## TESTO DELL'ESERCIZIO
----
Governo
Jobs Act ovvero del perché in inglese tutto è beautiful
Da bambini si faceva un gioco. Si prendeva una parola o una frase che tradotta in un’altra lingua avesse il potere di suscitare ilarità, per associazione o semplice assonanza. Certo in italiano la frase o parola in questione avrebbe dovuto avere (un minimo di) senso compiuto. Bastava poco insomma e il gioco era fatto. Ed ecco che, durante la lezione di inglese, citare a sproposito la presenza di gatti nella scuola generava all’istante un intreccio di occhiate complici e risolini maliziosi tra i banchi.
Ora che i banchi non sono più quelli di scuola ma quelli del Parlamento e che i gatti sono diventati i nostri, non ci fanno più tanto ridere. Vi racconto un episodio.
Qualche giorno fa mi trovavo sul treno Alta Velocità per Bologna. Dopo qualche minuto dalla partenza, l’altoparlante annuncia solenne l’arrivo nelle carrozze del Train Manager.
----
## DATI FORNITI
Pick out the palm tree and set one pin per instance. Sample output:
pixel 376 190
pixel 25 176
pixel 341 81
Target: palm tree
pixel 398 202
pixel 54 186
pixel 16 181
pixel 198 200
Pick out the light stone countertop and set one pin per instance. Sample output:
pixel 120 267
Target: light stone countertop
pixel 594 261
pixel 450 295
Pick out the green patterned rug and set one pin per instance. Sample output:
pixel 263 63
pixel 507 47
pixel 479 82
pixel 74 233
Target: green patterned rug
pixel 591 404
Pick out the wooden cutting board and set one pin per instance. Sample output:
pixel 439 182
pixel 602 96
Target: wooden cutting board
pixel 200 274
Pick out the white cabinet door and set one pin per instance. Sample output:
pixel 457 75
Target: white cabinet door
----
## COMPITO 1
Ricopia dal testo sul Jobs Act il brano che comincia con le parole "Ora che i banchi" e si ferma dopo "del Train Manager.".
## COMPITO 2
Prosegui il testo sul Jobs Act partendo dopo la sua ultima frase.

## RISULTATO DELL'ESERCIZIO 1
Ora che i banchi non sono più quelli di scuola ma quelli del Parlamento e che i gatti sono diventati i nostri, non ci fanno più tanto ridere. Vi racconto un episodio.
Qualche giorno fa mi trovavo sul treno Alta Velocità per Bologna. Dopo qualche minuto dalla partenza, l’altoparlante annuncia solenne l’arrivo nelle carrozze del Train Manager.

## RISULTATO DELL'ESERCIZIO 2
Panico. Un cicaleccio nervoso si fa largo tra i passeggeri. La signora accanto si rivolge a me con fare preoccupato: «Oddio! Sta arrivando il manager e non ho neanche un filo di trucco!». Un arzillo signore seduto al mio fianco – probabilmente un vecchio sindacalista o solo un simpatico rompiballe – è già pronto ad incalzarlo con la sua invettiva. «Ora che arriva gliene dico quattro», ripete agitando in aria il suo bastone. «Novanta euro per un biglietto, poi vado in bagno e non c’è neanche la carta!». Tutti agitati insomma, per l’imminente arrivo del Train Manager. Anche io, devo ammetterlo, tradisco un po’ d’emozione, mentre un giovanotto seduto due file più avanti aveva già nelle mani il curriculum da consegnare all’insigne dirigente.
A un certo punto si alza un coatto (probabilmente proveniente da The beautiful nun tower) con fare disumano: «Cacchio, ce sta er controllore!!».
«Bijetti! Bijetti!», si sente gridare dal fondo della carrozza. In effetti, il Train Manager altro non era che il vecchio capo treno, ora insignito di un nuovo, scintillante titolo. Perché in inglese tutto è beautiful. I passeggeri si sentono più tranquilli con un Train Manager. E noi (compagnia) sembriamo più fighi. Anzi cool.
Ecco, io me li immagino più o meno così i nostri politici, quando si accingono a scrivere (perché lo scrivono loro, vero?) un disegno di legge.
«Aò, ma che c’avemo messo qua dentro?»
«Boh!! Ce sta un sacco de robba!! »
«E mò come la chiamamo?»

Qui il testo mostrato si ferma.